WHAT THIS TASK INVOLVES – Rewrite the records from the line with "Can you find the sea" through the end of the records, replacing "rocky reef" with "coral reef" and keeping everything else the same. Give only those lines.

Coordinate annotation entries
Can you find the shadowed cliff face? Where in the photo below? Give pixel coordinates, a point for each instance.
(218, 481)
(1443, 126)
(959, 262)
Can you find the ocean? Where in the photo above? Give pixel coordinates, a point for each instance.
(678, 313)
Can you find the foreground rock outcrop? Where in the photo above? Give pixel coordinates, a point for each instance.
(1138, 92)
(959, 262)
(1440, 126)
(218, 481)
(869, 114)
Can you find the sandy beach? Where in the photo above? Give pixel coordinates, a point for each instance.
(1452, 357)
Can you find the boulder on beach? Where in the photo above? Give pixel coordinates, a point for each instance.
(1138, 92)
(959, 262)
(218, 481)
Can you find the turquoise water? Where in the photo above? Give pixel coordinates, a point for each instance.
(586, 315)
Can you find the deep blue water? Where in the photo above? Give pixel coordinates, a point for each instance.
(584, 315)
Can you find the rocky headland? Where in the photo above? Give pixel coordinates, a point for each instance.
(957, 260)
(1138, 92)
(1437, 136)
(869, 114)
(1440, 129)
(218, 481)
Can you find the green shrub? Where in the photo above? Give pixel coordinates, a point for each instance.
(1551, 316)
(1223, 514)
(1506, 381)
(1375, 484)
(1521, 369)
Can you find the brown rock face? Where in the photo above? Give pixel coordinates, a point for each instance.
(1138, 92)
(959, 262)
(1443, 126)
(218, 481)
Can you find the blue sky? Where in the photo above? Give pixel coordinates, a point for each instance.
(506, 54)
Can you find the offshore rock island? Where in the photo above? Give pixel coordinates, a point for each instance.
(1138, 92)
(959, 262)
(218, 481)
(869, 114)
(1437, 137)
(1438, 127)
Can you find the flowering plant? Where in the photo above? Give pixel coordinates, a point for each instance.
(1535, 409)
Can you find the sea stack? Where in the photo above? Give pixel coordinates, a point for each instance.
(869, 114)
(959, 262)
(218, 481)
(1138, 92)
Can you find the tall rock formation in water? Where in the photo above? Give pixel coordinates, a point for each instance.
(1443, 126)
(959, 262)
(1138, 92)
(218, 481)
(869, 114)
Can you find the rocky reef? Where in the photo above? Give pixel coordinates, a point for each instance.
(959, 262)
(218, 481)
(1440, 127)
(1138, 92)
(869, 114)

FINAL RESULT –
Can you find the sea stack? Where in the photo above? Give pixel coordinates, a point for each instance.
(869, 114)
(959, 262)
(218, 481)
(1138, 92)
Can you find the tall rock formation in water? Where in the photo above? Give pixel coordinates, a point for each instance.
(1443, 126)
(959, 262)
(1138, 92)
(218, 481)
(869, 114)
Can you find the coral reef? Where in the photo above? Give pixel coordinates, a point for each instance.
(959, 262)
(218, 481)
(1440, 127)
(1138, 92)
(869, 114)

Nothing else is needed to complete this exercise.